**Dataset extract**
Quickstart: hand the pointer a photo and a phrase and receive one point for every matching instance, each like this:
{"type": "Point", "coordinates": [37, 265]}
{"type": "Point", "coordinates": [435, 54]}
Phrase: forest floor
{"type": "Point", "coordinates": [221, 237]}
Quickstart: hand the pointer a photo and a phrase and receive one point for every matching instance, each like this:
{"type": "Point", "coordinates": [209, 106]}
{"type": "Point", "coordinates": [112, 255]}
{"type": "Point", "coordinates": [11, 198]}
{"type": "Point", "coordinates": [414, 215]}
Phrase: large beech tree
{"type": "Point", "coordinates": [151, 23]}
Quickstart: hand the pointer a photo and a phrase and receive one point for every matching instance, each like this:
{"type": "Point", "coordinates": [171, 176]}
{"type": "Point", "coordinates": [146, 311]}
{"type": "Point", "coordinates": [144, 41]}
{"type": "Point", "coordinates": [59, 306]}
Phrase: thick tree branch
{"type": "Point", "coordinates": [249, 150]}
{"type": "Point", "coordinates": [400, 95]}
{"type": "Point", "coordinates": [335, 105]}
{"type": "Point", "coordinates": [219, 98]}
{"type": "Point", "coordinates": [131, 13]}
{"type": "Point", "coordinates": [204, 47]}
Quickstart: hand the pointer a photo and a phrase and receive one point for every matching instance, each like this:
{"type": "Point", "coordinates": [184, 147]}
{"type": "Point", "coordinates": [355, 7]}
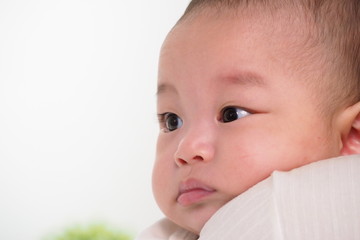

**Exercise task**
Print every one of the records above verbatim, omitting the pictures.

**Reply**
Quickstart: hand the pointer a photo and a phrase and receive one point for every matching instance, each like this:
{"type": "Point", "coordinates": [37, 265]}
{"type": "Point", "coordinates": [435, 54]}
Phrase: forest floor
{"type": "Point", "coordinates": [221, 237]}
Quickstart: hand the pointer a photo and a phrase and receive one point for every matching instance, each like this:
{"type": "Point", "coordinates": [209, 106]}
{"type": "Point", "coordinates": [112, 255]}
{"type": "Point", "coordinates": [11, 198]}
{"type": "Point", "coordinates": [414, 215]}
Phrase: large beech tree
{"type": "Point", "coordinates": [151, 23]}
Quickstart: hand the pointer a photo and a phrase and receive one point for every matching instance, each like this:
{"type": "Point", "coordinates": [171, 176]}
{"type": "Point", "coordinates": [146, 311]}
{"type": "Point", "coordinates": [144, 41]}
{"type": "Point", "coordinates": [59, 306]}
Phrase: thick tree branch
{"type": "Point", "coordinates": [249, 150]}
{"type": "Point", "coordinates": [400, 95]}
{"type": "Point", "coordinates": [335, 105]}
{"type": "Point", "coordinates": [219, 98]}
{"type": "Point", "coordinates": [131, 13]}
{"type": "Point", "coordinates": [204, 47]}
Quickstart: hand the pointer a photo and a phrase and receive one point for every matching instance, each like this:
{"type": "Point", "coordinates": [184, 147]}
{"type": "Point", "coordinates": [355, 7]}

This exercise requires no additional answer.